**Written exercise**:
Put every line of the items below into a JSON list of strings, one string per line, leaving out any blank lines.
---------- Provided records
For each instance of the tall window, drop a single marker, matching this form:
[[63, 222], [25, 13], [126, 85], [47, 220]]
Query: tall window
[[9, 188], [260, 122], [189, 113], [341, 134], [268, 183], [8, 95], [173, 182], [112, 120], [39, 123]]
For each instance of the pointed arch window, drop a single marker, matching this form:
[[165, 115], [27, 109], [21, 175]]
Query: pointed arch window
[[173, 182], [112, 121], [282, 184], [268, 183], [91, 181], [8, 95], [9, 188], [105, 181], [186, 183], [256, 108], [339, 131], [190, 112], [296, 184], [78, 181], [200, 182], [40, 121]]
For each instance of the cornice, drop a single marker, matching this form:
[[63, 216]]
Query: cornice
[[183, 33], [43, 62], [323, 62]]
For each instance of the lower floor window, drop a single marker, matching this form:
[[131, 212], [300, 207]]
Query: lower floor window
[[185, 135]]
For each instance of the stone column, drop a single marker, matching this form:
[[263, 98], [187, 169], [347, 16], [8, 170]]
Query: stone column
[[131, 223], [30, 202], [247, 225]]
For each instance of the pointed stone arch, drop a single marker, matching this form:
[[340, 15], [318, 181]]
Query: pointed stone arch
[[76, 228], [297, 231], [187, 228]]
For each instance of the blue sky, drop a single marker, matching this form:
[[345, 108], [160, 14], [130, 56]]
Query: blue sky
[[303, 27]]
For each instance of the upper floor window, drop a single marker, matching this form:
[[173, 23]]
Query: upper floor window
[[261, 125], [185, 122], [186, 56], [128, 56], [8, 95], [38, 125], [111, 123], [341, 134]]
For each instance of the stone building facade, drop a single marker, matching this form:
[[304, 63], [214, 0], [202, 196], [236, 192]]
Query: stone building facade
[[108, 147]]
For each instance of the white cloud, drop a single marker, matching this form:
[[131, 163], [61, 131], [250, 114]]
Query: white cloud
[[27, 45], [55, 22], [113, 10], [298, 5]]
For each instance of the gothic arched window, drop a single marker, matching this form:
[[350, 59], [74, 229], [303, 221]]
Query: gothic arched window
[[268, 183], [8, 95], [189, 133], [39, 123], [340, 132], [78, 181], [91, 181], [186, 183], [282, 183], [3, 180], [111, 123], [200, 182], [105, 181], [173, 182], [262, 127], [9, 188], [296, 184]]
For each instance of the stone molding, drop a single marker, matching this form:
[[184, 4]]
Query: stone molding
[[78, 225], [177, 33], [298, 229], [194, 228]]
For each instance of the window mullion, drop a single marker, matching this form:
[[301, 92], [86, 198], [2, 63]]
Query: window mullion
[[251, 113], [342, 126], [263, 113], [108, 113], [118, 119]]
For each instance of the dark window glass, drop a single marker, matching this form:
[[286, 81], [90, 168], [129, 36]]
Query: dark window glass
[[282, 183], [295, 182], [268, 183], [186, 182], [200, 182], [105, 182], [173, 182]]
--------------------
**Answer for the task**:
[
  "For each instance of the tall window, drop a single marker, matching this form:",
  "[[63, 222], [25, 13], [126, 85], [47, 220]]",
  "Query: tall window",
  "[[9, 188], [260, 122], [189, 113], [341, 134], [268, 183], [8, 95], [173, 182], [112, 120], [39, 123]]",
  "For each instance of the pointed arch window, drop a single marker, matching this form:",
  "[[165, 115], [27, 109], [21, 175]]",
  "Query: pointed arch window",
  "[[173, 182], [112, 121], [282, 184], [268, 183], [91, 181], [8, 95], [9, 188], [105, 181], [186, 183], [256, 108], [339, 131], [190, 112], [296, 184], [78, 181], [200, 182], [40, 121]]",
  "For each instance of the cornice, drop a single marker, matching this form:",
  "[[63, 216]]",
  "Query: cornice",
  "[[183, 33], [43, 62], [323, 62]]",
  "For each instance of the lower floor window, drop a single marker, matching this form:",
  "[[131, 212], [300, 207]]",
  "Query: lower floor window",
  "[[185, 135]]",
  "For each instance of the stone column, drop a single marker, matching this form:",
  "[[263, 98], [187, 169], [347, 16], [8, 170]]",
  "Query: stone column",
  "[[131, 223], [30, 202], [247, 225]]",
  "For each instance of the pointed stone arch, drop a single marker, matching this form:",
  "[[340, 15], [318, 181]]",
  "Query: pointed stone arch",
  "[[76, 228], [297, 231], [187, 228]]",
  "For each instance of the blue sky, drop a single marker, matching this form:",
  "[[345, 108], [160, 14], [130, 56]]",
  "Query: blue sky",
  "[[303, 27]]",
  "For each instance of the upper floor window, drop a single marker, matching this form:",
  "[[173, 23]]",
  "Query: upper floor window",
  "[[261, 125], [185, 122], [186, 56], [128, 56], [8, 95], [38, 125], [111, 123], [341, 134]]",
  "For each instance of the stone building facade, drop a single marker, matching this form:",
  "[[304, 63], [214, 0], [202, 196], [236, 192]]",
  "Query: stone building facade",
  "[[108, 147]]",
  "For each instance of the white cloud, drop a single marker, matching this form:",
  "[[131, 163], [61, 131], [250, 114]]",
  "Query: white cloud",
  "[[27, 45], [55, 22], [113, 10], [298, 5]]",
  "For each instance of the gothic arched window, drop a single marker, matching this form:",
  "[[350, 59], [74, 229], [303, 221]]",
  "Query: gothic arched window",
  "[[268, 183], [8, 95], [189, 133], [39, 123], [340, 132], [78, 181], [91, 181], [186, 183], [282, 183], [3, 180], [111, 123], [200, 182], [105, 181], [173, 182], [262, 127], [9, 188], [296, 184]]",
  "For each instance of the stone molding, drop a single marker, matching this form:",
  "[[184, 4]]",
  "Query: stone molding",
  "[[78, 225], [177, 33], [298, 229], [194, 228]]",
  "For each instance of the window mullion, drop a single marker, matching this form:",
  "[[301, 92], [86, 198], [2, 63]]",
  "Query: window mullion",
  "[[251, 113], [342, 126], [263, 113], [108, 113], [118, 119]]",
  "For each instance of the dark window glass, drop a single marker, matching this form:",
  "[[286, 81], [90, 168], [129, 36]]",
  "Query: dark window glass",
  "[[282, 183], [295, 182], [268, 183], [186, 182], [200, 182], [105, 182], [173, 182]]"
]